练习题目: 请逐字照录下方关于LDAOptimizer源代码的文本中从“The interface is”起至“be initialized properly.”止的这一段。

给定文本:
1.3 LDAOptimizer源代码解析

sealed trait LDAOptimizer {

  /*

    DEVELOPERS NOTE:

    An LDAOptimizer contains an algorithm for LDA and performs the actual computation, which

    stores internal data structure (Graph or Matrix) and other parameters for the algorithm.

    The interface is isolated to improve the extensibility of LDA.

   */

  /**

   * Initializer for the optimizer. LDA passes the common parameters to the optimizer and

   * the internal structure can be initialized properly.

   */

  private[clustering] def initialize(docs: RDD[(Long, Vector)], lda: LDA): LDAOptimizer

  private[clustering] def next(): LDAOptimizer

  private[clustering] def getLDAModel(iterationTimes: Array[Double]): LDAModel

}

/**

 * :: DeveloperApi ::

 *

 * Optimizer for EM algorithm which stores data + parameter graph, plus algorithm parameters.

 *

 * Currently, the underlying implementation uses Expectation-Maximization (EM), implemented

 * according to the Asuncion et al. (2009) paper referenced below.

 *

 * References:

 *  - Original LDA paper (journal version):

 *    Blei, Ng, and Jordan.  "Latent Dirichlet Allocation."  JMLR, 2003.

 *     - This class implements their "smoothed" LDA model.

 *  - Paper which clearly explains several algorithms, including EM:

 *    Asuncion, Welling, Smyth, and Teh.

 *    "On Smoothing and Inference for Topic Models."  UAI, 2009.

已知信息:
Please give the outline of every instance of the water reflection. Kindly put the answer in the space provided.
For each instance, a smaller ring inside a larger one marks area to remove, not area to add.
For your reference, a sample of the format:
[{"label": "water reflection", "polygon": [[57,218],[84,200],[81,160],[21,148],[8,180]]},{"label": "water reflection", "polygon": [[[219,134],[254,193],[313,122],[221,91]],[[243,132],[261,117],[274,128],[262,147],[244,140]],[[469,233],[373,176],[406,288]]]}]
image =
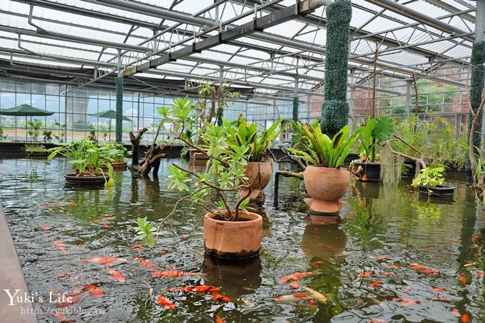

本题作答:
The interface is isolated to improve the extensibility of LDA.

   */

  /**

   * Initializer for the optimizer. LDA passes the common parameters to the optimizer and

   * the internal structure can be initialized properly.